▸ WRITTEN PROBLEM
Which lines in the records below contain the word "flower", with case counting? List each of those lines in full.

▸ RECORDS FOR PROCESSING
--- start ---
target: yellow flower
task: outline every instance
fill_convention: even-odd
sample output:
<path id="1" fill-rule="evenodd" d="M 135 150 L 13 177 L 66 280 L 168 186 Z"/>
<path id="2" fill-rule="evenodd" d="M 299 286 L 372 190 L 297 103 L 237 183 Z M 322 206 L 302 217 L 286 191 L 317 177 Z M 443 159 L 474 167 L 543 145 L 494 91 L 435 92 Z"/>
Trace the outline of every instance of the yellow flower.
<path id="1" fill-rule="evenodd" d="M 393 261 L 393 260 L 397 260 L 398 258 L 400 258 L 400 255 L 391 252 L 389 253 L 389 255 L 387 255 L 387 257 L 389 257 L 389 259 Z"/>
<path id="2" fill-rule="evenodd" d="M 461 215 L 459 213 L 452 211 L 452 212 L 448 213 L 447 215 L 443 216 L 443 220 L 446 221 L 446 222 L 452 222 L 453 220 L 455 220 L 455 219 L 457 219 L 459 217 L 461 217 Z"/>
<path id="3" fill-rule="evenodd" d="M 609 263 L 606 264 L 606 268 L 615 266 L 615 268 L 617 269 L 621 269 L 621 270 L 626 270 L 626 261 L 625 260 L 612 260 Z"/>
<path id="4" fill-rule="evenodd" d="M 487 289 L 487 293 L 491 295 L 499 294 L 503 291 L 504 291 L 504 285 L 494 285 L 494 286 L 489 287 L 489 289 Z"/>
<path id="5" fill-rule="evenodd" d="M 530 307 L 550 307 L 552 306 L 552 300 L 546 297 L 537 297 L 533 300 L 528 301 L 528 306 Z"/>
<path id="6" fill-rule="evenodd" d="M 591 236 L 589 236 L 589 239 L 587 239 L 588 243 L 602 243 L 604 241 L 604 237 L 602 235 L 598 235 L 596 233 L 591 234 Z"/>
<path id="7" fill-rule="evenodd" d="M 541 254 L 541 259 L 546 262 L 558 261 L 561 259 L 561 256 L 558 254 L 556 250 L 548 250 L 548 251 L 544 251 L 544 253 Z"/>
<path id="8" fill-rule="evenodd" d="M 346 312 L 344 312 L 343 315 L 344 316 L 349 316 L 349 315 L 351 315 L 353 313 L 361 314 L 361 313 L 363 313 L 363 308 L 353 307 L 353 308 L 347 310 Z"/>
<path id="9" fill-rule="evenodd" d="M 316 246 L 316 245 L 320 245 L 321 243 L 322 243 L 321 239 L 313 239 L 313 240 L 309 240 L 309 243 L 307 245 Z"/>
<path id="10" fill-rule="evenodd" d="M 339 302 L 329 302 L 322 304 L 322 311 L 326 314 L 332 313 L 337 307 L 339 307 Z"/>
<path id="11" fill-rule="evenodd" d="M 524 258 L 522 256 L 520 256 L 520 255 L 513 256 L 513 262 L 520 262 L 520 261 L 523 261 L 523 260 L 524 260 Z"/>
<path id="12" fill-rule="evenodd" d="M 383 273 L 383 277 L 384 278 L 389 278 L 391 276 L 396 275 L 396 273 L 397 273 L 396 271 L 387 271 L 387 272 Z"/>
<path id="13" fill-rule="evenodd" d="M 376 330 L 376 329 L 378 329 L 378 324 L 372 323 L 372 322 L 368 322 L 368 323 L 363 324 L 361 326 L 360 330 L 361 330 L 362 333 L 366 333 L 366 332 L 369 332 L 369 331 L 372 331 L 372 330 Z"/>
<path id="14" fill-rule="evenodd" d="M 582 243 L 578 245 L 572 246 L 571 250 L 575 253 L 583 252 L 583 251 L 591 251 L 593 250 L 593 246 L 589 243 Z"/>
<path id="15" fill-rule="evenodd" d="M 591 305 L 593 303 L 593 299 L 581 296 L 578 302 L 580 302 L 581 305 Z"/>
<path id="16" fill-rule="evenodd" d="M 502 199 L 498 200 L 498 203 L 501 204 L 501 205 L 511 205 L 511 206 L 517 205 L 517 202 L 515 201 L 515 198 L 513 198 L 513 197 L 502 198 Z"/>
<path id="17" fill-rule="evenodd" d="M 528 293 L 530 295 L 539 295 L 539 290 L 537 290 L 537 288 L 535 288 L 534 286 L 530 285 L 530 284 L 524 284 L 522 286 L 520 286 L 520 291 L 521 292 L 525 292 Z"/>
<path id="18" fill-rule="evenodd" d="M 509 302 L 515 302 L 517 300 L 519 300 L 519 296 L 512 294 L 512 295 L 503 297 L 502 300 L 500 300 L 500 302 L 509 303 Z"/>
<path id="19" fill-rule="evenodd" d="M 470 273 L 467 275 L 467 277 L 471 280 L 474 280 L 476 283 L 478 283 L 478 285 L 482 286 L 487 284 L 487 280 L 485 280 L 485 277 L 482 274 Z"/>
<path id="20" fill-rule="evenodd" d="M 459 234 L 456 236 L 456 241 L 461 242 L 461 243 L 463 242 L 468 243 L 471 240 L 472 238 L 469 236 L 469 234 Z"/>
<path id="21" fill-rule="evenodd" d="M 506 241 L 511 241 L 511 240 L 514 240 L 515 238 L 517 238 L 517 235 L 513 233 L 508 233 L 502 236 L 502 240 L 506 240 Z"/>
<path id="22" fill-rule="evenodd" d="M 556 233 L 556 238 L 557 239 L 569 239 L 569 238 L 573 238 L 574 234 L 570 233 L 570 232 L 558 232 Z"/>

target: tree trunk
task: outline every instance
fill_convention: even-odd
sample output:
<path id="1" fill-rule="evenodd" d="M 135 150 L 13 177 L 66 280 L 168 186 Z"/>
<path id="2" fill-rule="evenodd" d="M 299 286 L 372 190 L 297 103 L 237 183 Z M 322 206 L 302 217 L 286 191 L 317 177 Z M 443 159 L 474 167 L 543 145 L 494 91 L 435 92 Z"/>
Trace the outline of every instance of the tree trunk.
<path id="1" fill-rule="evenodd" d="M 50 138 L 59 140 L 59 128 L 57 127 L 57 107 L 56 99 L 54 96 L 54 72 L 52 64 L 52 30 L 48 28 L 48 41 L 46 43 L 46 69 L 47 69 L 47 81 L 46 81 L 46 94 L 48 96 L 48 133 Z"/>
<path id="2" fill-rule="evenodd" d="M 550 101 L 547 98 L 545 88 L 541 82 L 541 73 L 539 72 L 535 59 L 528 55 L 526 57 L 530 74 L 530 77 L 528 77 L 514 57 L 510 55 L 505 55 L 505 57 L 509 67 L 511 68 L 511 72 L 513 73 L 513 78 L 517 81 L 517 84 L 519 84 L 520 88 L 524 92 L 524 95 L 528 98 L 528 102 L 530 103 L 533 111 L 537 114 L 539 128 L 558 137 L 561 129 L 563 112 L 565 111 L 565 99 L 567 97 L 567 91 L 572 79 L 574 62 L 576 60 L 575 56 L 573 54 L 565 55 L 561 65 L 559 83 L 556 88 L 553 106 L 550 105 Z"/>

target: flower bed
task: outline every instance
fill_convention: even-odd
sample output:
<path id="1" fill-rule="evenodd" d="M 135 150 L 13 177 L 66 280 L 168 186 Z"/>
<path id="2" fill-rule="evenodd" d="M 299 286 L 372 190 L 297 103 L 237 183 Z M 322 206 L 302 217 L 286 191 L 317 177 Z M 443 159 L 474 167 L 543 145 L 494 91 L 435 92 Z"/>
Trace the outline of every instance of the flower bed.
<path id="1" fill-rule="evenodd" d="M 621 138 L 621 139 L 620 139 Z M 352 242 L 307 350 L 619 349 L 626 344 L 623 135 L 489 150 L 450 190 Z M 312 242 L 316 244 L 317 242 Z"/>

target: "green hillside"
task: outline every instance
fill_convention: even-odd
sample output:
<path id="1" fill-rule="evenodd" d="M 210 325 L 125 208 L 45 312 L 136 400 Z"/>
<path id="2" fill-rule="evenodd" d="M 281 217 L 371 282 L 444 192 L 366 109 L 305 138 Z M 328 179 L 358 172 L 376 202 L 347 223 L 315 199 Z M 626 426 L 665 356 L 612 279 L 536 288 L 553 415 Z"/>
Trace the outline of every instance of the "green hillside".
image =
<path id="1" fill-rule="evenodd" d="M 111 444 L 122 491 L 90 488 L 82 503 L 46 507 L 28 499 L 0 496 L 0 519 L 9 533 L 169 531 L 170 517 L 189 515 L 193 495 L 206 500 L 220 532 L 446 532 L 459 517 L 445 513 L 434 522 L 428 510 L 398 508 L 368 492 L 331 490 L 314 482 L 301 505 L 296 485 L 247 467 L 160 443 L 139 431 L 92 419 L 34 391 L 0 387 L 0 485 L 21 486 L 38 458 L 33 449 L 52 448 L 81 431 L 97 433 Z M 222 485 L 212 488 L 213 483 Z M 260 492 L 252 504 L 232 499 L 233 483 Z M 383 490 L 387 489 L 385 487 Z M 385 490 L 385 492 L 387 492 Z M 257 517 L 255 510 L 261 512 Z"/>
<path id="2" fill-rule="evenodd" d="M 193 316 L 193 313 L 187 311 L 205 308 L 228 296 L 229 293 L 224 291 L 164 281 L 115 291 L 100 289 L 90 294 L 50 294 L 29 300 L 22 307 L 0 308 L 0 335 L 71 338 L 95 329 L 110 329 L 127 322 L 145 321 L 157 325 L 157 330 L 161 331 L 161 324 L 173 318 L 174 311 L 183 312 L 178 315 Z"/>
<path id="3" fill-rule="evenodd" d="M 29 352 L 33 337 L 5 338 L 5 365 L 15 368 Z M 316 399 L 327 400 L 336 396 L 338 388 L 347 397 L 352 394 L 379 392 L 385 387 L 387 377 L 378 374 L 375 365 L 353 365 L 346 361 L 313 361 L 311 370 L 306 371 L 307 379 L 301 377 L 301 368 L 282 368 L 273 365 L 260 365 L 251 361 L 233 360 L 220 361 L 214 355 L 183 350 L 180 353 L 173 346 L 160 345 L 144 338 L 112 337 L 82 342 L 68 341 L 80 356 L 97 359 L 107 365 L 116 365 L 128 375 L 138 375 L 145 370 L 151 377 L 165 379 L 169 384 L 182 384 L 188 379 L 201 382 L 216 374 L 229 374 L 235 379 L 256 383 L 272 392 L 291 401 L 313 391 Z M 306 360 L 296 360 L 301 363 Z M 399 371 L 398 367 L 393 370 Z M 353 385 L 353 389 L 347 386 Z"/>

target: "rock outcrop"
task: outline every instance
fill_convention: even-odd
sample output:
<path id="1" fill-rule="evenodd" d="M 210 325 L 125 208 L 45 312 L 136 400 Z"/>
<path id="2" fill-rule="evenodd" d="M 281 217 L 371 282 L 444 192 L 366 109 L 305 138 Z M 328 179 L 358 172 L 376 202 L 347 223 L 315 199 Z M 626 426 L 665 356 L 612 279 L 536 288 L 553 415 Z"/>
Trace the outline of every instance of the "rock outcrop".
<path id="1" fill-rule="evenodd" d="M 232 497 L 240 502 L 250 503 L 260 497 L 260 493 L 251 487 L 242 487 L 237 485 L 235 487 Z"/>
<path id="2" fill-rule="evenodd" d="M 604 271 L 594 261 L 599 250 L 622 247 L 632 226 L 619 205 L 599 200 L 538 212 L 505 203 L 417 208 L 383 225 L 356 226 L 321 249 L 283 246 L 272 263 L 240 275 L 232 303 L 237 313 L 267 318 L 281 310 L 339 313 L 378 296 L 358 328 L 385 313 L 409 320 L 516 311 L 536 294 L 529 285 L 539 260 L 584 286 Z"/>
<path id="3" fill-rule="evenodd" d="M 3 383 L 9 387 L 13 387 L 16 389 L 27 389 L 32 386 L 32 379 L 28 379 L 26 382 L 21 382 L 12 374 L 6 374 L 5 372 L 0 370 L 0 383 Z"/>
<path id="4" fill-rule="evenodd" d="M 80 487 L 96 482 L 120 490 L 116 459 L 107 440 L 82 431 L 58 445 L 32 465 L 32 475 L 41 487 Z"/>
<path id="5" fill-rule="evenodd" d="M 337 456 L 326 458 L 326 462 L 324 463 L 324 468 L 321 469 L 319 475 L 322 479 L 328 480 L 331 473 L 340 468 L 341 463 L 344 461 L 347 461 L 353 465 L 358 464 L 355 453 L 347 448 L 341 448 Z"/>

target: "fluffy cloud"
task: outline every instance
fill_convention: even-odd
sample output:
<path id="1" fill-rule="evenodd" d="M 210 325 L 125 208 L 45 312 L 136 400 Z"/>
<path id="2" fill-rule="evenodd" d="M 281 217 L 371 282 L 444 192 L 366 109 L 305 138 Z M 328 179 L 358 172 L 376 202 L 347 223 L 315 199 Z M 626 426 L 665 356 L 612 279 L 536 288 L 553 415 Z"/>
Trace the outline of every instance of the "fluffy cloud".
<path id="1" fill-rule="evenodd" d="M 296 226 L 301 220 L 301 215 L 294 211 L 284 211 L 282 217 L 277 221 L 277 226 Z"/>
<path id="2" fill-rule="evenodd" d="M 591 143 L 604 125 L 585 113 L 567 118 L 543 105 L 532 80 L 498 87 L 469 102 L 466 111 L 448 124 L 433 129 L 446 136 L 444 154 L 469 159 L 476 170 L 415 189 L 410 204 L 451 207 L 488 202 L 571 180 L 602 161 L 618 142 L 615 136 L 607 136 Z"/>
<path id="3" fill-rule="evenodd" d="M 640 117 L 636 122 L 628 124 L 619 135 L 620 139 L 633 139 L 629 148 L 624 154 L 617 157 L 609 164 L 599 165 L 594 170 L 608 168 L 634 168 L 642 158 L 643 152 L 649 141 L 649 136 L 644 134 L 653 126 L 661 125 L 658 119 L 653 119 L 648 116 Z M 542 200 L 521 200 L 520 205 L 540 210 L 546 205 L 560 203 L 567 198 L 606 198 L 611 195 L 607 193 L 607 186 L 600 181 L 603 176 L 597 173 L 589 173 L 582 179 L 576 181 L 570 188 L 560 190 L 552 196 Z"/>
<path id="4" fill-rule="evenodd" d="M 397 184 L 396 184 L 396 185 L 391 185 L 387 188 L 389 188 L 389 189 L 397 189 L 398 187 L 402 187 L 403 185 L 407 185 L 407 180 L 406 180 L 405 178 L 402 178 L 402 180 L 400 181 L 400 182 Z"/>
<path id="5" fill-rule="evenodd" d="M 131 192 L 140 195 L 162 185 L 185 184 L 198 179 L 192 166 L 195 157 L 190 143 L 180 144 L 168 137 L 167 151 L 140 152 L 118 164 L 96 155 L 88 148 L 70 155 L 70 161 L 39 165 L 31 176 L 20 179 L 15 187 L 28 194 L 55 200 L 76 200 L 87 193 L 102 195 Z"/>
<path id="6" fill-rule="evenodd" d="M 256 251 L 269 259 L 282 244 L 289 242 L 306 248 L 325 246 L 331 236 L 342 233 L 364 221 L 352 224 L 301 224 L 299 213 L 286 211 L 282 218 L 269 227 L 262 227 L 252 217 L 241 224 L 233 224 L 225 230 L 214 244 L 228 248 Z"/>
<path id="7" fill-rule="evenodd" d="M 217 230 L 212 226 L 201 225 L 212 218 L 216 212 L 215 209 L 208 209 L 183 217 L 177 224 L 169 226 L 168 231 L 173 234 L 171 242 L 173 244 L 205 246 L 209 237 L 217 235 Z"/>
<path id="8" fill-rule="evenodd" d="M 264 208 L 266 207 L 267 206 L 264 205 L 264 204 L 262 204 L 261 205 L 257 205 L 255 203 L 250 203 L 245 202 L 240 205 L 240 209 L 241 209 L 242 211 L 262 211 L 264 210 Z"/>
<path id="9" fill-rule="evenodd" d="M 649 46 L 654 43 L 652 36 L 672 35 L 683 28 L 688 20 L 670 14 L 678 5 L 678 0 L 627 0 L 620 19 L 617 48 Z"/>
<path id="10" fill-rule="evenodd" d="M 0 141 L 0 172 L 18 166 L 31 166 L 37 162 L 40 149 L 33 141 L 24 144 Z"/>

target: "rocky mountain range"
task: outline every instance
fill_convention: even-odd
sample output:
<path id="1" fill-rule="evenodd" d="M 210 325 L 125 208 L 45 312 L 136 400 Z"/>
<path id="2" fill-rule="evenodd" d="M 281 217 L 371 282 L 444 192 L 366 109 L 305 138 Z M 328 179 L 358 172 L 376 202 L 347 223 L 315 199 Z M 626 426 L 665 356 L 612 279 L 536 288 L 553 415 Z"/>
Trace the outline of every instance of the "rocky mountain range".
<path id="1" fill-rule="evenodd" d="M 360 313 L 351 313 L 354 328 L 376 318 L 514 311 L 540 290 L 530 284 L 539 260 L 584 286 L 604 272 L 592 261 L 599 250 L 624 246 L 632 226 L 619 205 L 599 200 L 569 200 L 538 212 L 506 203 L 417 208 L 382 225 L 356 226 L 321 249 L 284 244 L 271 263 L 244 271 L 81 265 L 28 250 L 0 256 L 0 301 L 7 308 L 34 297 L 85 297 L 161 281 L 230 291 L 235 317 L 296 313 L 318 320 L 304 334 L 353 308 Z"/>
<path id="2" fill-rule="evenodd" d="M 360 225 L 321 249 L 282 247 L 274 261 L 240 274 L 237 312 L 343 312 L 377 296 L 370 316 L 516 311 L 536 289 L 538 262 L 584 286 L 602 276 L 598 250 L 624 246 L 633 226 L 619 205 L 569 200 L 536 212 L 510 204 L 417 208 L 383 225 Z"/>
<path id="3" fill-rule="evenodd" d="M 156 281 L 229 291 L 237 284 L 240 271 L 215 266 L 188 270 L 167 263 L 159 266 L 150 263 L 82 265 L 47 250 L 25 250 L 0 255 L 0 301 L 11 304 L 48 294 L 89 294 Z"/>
--- end ---
▸ RESPONSE TO THE TASK
target: yellow flower
Trace the outline of every instance of the yellow flower.
target: flower bed
Trace the outline of every instance of the flower bed.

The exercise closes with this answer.